**TO DO**:
Your task is to return all the entries below exactly, with every picture omitted.

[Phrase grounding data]
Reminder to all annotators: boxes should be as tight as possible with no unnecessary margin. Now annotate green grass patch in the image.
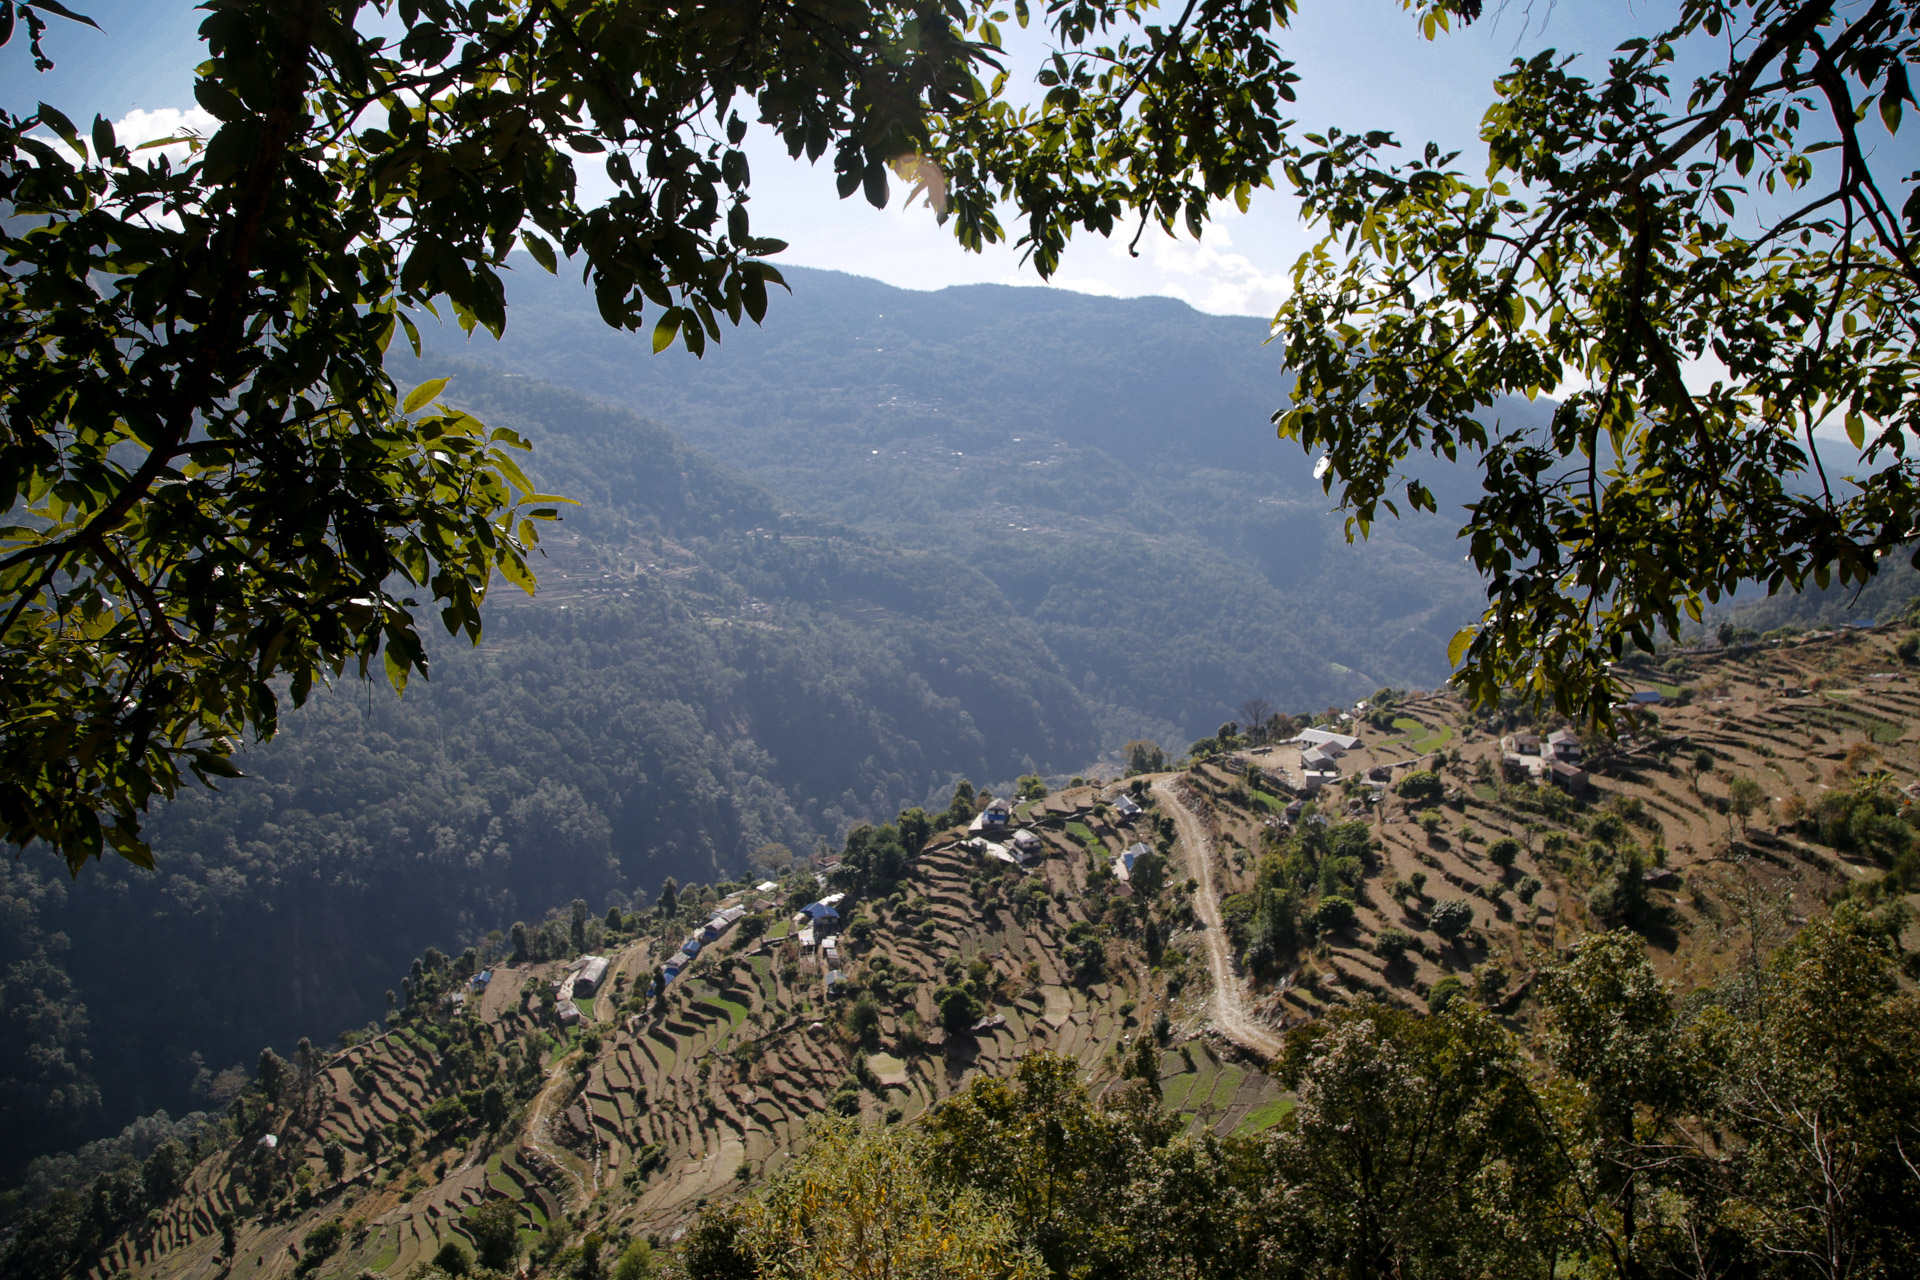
[1408,722,1456,754]
[1235,1095,1296,1134]
[1246,789,1286,814]
[1471,783,1498,803]
[767,918,791,940]
[1390,716,1424,737]
[1159,1068,1200,1114]
[1065,822,1096,846]
[368,1232,400,1273]
[1202,1065,1245,1113]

**WRITTEN SOLUTION**:
Reminder to all annotators: boxes should be as tight as possible with no unnecessary margin. Now annotate green grass patch in the image.
[1408,722,1456,754]
[1235,1095,1296,1134]
[1246,789,1286,814]
[1471,783,1498,803]
[767,918,791,940]
[1390,716,1424,737]
[1159,1068,1200,1114]
[1065,822,1096,846]
[368,1232,400,1273]
[1202,1065,1245,1113]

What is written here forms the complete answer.